Given data:

──────

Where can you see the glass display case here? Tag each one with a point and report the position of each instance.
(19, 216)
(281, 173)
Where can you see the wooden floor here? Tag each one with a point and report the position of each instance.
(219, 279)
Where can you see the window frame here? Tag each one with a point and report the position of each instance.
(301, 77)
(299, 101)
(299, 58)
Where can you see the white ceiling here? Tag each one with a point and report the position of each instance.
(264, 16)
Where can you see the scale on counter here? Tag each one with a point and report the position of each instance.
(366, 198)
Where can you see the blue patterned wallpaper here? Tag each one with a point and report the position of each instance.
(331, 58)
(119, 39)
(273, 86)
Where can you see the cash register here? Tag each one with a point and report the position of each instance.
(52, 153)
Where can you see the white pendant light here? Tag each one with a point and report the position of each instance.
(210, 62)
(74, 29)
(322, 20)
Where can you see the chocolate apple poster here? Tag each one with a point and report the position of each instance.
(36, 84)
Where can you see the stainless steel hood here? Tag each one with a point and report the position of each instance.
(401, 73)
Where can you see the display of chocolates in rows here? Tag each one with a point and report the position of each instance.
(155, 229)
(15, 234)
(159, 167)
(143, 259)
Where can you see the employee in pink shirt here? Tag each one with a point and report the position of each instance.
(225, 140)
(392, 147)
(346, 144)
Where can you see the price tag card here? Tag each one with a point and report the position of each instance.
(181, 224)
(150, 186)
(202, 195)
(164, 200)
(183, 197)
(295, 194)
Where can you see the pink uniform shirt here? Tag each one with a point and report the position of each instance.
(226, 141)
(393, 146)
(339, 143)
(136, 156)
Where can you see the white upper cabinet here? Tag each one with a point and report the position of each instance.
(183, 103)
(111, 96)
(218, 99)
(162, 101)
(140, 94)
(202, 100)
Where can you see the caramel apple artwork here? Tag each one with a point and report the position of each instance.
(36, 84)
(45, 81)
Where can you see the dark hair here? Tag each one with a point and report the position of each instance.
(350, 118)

──────

Direction: Render the lines above as a JSON list of strings, with one string for each line and any blank lines omitted.

Response for this exercise:
[
  "Where can you see the glass display case here? Tag each one with a point and report the position of each instance.",
  "(19, 216)",
  "(281, 173)",
  "Where can you see the wooden floor here? Tag each one with a point and report the position of each instance.",
  "(219, 279)",
  "Where can you see the window frame here? Tag each one with a point and report the position of each instance.",
  "(301, 77)",
  "(299, 101)",
  "(299, 58)",
  "Where can you see the white ceiling here? Tag each one with a point and report the position of each instance.",
  "(264, 16)",
  "Where can you see the scale on counter here? Tag each one with a point and report the position of each instance.",
  "(366, 198)",
  "Where can you see the blue patterned wallpaper here? Tag each one with a point and report the position of each instance.",
  "(331, 58)",
  "(119, 39)",
  "(273, 86)",
  "Where can you see the cash register here? Tag each one with a point and report the position of each instance.",
  "(52, 153)",
  "Where can you see the white pendant light here? Tag each one with a point and report the position of each instance.",
  "(210, 62)",
  "(74, 29)",
  "(322, 20)",
  "Where can you see the chocolate apple poster here? Tag each one with a point and report the position of each instance.",
  "(36, 84)",
  "Where can you see the stainless steel hood here? Tag each one with a point and report the position of each instance.",
  "(401, 73)",
  "Where can you see the display of chocolates in rows here? Tag each one with a point and report the position of each instance.",
  "(155, 229)",
  "(15, 234)",
  "(159, 167)",
  "(143, 259)",
  "Where can you see the employee in pink shirt here? Tag each one with a point and report the position of each instance.",
  "(225, 140)",
  "(392, 147)",
  "(346, 144)",
  "Where can you see the price tag card here? Tag each one with a point and report the position of each instance.",
  "(181, 224)",
  "(150, 186)",
  "(202, 195)",
  "(164, 200)",
  "(183, 197)",
  "(295, 194)",
  "Where can you see the pink uniform shirt here? Tag each one with a point and report the position of each instance.",
  "(226, 141)",
  "(393, 146)",
  "(339, 143)",
  "(136, 156)",
  "Where can you see the white upper cabinet here? Tag each one with a point and report the position of each instance.",
  "(183, 103)",
  "(111, 96)",
  "(218, 99)",
  "(162, 101)",
  "(140, 94)",
  "(202, 100)",
  "Where can you see the caramel apple artwork here? Tag each one with a point and report the position of each instance.",
  "(36, 84)",
  "(45, 81)",
  "Where can you see the dark hair here? Tag each one with a point and report the position of each instance.",
  "(350, 118)"
]